> **Prompt**
Everything from the line with "If you could pin the chain" to the end of the data should be restated word for word, and nothing before it.

> **Supplied records**

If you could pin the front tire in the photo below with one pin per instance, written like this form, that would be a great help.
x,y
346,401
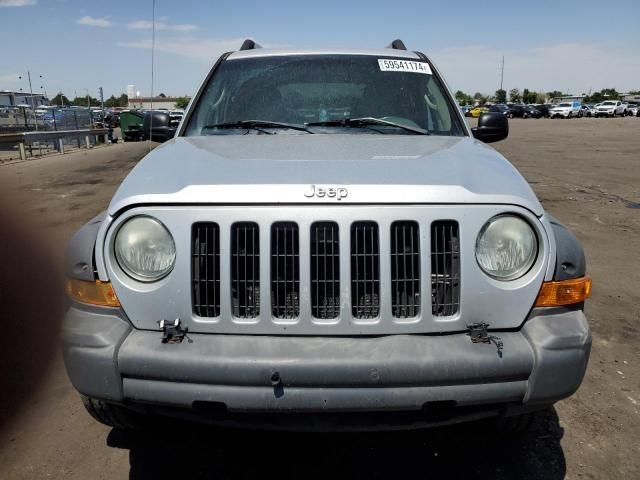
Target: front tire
x,y
112,415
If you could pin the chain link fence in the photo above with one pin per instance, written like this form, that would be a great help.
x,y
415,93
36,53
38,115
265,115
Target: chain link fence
x,y
18,120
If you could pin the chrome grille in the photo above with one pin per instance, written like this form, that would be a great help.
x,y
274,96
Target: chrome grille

> **Solution for this problem**
If you could pin the chain link fence in the photo above with one pin per instance, written like this form, that would be a great help.
x,y
415,93
36,53
38,115
265,115
Target: chain link fence
x,y
18,120
If you could pin the chrome grille in the photo above with one pin per instance, written like this form, that would be a great help.
x,y
274,96
Target: chrome grille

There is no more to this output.